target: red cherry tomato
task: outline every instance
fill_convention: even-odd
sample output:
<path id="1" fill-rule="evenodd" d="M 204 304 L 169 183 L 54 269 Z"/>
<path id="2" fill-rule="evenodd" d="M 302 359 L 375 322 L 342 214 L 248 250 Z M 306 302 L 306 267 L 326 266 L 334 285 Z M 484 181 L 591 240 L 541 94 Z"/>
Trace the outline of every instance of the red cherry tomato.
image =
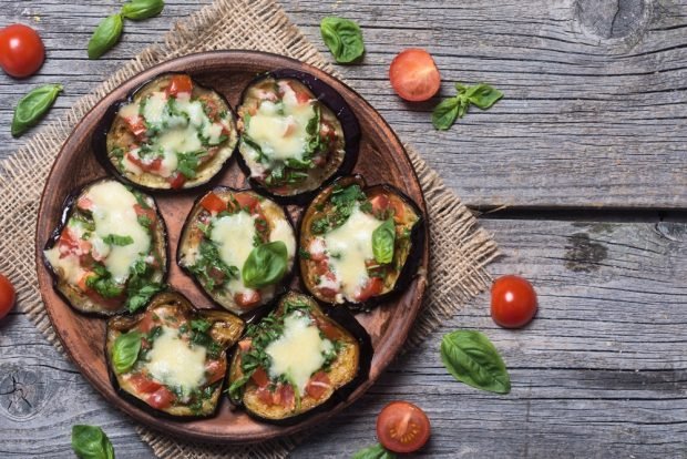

^^^^^^^^^^^^^^^^

-- What the task requires --
Can you write out the records above again with "red cherry tomato" swapped for "green olive" and nothing else altered, omitting the pictures?

-- Finished task --
target: green olive
task: outline every instance
fill_convention: even-odd
sample output:
<path id="1" fill-rule="evenodd" d="M 204 304 L 169 183 L 54 269 Z"/>
<path id="2" fill-rule="evenodd" d="M 302 359 L 375 322 L 342 214 L 248 250 Z M 306 302 L 306 267 L 326 266 L 334 285 Z M 484 181 L 591 240 L 541 94 Z"/>
Trace the outline of every instance of the green olive.
image =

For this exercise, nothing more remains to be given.